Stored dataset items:
________
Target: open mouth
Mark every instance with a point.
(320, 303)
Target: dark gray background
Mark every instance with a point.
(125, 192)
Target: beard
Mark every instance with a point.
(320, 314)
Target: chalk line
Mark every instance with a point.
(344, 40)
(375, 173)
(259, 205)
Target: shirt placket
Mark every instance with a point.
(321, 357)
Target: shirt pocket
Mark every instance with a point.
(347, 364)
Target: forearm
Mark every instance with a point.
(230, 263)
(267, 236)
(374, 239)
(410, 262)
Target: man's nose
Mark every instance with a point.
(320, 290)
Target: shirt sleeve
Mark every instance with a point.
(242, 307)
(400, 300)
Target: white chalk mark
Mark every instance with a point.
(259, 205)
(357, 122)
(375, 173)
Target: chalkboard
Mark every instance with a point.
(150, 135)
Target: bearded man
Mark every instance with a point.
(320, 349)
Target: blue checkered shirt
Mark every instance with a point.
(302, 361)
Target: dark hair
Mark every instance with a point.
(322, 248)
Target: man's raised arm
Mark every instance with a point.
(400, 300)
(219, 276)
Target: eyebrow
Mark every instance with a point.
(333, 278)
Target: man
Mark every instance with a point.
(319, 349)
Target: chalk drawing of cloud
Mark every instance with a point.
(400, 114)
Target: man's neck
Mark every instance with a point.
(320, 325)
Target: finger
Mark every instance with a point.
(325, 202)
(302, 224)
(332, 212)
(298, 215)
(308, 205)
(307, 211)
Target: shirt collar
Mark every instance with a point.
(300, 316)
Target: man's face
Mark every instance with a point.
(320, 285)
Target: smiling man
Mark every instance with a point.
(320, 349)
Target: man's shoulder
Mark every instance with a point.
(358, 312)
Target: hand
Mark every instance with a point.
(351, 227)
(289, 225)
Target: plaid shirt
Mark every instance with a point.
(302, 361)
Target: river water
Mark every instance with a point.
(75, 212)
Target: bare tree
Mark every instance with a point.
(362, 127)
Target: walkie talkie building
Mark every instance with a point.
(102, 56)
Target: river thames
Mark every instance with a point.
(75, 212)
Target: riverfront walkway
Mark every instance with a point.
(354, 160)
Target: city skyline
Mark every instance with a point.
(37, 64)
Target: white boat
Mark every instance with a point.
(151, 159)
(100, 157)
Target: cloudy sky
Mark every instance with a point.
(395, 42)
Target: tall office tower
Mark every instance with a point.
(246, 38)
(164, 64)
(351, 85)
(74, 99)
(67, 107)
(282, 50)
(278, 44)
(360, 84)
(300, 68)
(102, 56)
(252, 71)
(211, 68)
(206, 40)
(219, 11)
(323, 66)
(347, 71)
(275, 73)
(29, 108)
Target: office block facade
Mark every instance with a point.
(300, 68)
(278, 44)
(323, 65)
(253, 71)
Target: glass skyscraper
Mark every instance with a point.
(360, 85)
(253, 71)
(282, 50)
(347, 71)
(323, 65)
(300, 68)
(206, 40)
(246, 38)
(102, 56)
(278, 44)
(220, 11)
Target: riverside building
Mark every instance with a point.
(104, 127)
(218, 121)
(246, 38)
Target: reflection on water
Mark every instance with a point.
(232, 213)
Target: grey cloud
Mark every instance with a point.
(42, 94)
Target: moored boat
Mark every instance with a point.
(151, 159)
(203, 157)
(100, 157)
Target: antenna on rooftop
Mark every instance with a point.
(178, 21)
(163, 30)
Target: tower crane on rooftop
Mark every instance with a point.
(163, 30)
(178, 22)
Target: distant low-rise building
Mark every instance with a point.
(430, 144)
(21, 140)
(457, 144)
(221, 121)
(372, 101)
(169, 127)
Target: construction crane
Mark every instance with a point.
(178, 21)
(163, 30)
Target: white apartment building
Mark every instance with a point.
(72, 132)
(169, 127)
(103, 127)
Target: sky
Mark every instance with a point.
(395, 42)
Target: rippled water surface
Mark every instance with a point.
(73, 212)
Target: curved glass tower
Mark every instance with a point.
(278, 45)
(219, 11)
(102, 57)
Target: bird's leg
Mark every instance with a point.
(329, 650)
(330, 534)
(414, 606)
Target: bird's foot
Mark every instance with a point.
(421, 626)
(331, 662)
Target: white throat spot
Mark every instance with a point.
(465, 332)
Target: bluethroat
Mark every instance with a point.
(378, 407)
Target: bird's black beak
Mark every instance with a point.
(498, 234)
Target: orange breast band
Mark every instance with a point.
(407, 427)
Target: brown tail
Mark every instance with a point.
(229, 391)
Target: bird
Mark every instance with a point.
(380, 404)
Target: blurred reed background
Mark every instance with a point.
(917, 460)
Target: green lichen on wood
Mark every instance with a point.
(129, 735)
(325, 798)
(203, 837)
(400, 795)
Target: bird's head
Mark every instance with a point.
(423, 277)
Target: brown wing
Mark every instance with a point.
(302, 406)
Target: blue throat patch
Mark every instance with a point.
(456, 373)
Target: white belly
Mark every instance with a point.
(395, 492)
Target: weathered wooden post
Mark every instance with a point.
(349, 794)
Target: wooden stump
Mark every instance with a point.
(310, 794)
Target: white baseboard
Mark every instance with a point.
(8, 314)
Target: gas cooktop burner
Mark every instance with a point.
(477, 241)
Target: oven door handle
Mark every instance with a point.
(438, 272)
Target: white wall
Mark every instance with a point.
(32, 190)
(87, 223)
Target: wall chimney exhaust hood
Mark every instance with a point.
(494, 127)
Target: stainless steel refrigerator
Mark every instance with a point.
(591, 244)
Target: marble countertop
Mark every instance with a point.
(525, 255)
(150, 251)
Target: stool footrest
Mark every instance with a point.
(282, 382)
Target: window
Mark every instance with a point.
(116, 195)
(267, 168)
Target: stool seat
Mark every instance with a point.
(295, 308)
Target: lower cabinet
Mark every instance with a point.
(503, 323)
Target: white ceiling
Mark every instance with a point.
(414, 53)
________
Each line of the entries that holds "wall" should be counted, and only the total given.

2